**Entradas de localização de objetos em imagens**
+--

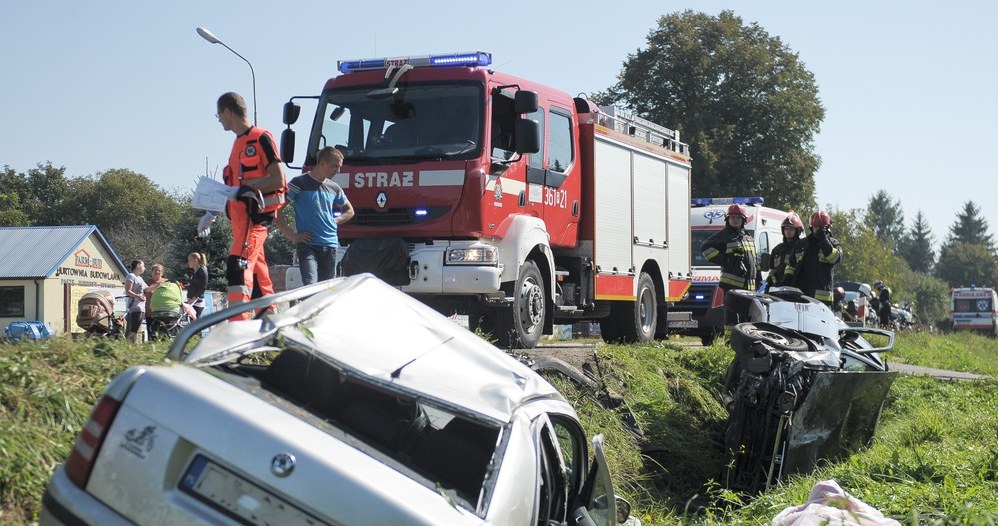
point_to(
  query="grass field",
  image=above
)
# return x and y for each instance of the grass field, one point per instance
(934, 459)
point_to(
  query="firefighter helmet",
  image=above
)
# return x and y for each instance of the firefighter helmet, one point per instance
(793, 220)
(820, 219)
(737, 210)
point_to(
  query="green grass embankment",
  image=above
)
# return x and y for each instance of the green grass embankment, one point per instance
(934, 459)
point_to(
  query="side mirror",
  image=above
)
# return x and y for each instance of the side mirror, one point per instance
(288, 144)
(291, 112)
(528, 136)
(525, 102)
(765, 260)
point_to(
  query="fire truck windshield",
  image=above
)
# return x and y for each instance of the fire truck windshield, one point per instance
(431, 121)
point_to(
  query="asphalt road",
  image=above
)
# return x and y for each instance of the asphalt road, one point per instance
(562, 348)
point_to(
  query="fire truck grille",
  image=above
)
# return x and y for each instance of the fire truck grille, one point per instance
(398, 216)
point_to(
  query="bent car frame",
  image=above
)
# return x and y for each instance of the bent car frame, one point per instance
(354, 404)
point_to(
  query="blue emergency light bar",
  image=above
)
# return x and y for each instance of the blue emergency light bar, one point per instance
(471, 58)
(705, 201)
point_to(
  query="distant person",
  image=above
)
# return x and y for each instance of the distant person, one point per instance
(733, 248)
(884, 303)
(316, 200)
(135, 288)
(811, 267)
(198, 282)
(155, 280)
(257, 180)
(792, 228)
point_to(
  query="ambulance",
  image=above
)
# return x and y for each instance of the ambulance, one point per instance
(701, 311)
(975, 309)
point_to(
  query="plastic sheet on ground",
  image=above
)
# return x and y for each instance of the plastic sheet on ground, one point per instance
(830, 505)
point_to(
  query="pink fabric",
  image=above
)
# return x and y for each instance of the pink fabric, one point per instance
(829, 505)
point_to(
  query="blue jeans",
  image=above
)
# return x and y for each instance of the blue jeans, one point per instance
(316, 263)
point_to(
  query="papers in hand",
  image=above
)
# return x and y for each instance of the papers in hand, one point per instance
(212, 195)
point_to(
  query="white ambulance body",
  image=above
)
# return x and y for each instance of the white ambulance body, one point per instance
(975, 309)
(706, 317)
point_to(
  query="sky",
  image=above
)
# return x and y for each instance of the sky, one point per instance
(908, 86)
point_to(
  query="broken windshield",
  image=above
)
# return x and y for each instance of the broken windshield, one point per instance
(418, 122)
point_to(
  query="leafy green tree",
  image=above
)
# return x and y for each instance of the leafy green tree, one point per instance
(916, 246)
(963, 264)
(741, 98)
(886, 217)
(970, 228)
(43, 193)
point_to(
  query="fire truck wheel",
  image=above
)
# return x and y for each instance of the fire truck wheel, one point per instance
(637, 320)
(520, 326)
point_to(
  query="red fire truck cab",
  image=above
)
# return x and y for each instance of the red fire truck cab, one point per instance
(515, 203)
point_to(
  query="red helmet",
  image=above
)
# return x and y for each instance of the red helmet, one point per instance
(737, 210)
(793, 220)
(820, 219)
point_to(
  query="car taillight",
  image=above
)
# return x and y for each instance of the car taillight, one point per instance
(88, 442)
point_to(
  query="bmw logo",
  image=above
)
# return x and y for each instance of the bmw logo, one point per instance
(282, 464)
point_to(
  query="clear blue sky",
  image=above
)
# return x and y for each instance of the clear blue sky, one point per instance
(909, 87)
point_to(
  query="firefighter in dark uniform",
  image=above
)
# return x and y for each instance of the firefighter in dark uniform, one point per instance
(733, 248)
(884, 303)
(812, 264)
(792, 228)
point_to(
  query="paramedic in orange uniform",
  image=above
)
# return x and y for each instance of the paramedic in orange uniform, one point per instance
(255, 168)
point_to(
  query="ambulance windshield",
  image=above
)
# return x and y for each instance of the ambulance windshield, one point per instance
(432, 121)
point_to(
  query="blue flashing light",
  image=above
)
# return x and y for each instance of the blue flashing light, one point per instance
(470, 59)
(704, 201)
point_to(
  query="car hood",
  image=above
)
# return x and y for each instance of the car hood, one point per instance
(371, 329)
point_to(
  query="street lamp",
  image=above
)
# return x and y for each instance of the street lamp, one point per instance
(207, 35)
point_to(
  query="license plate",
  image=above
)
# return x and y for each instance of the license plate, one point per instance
(240, 498)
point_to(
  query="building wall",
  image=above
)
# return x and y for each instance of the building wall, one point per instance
(50, 300)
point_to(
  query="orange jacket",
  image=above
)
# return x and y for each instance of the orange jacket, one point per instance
(249, 161)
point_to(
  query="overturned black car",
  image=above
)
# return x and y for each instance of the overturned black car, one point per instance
(802, 387)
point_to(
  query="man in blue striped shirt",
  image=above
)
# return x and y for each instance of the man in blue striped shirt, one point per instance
(316, 199)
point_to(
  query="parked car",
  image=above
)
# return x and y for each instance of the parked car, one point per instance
(354, 405)
(802, 387)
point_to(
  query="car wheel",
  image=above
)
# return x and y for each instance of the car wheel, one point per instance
(745, 334)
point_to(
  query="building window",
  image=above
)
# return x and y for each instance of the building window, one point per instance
(12, 302)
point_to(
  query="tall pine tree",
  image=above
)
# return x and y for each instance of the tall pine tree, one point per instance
(970, 228)
(886, 218)
(916, 246)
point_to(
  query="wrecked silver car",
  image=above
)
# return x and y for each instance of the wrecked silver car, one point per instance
(352, 404)
(802, 387)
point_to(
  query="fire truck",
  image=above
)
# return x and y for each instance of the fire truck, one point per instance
(975, 309)
(701, 311)
(514, 203)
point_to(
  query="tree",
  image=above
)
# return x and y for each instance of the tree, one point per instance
(886, 218)
(963, 264)
(970, 228)
(916, 246)
(741, 99)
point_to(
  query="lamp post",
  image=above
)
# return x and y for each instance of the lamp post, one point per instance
(207, 35)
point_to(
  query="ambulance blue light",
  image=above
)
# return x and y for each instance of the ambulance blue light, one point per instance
(704, 201)
(471, 58)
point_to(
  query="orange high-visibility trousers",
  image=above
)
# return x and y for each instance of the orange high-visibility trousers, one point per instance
(247, 265)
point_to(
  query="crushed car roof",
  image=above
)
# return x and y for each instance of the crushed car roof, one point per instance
(371, 328)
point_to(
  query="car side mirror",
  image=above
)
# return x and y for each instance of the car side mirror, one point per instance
(291, 112)
(525, 102)
(288, 145)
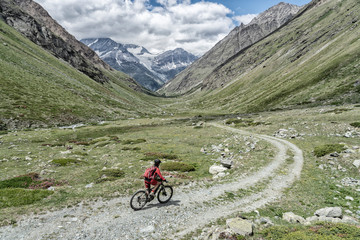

+--

**Exercício proposto**
Mostre, copiadas, todas as linhas dos registros acima que contêm a palavra "side", levando em conta maiúsculas e minúsculas.

**Resultado correto**
  query="side mirror",
# return x and y for each instance of the side mirror, one point per instance
  query="car side mirror",
# return x and y for each instance of the car side mirror, one point per instance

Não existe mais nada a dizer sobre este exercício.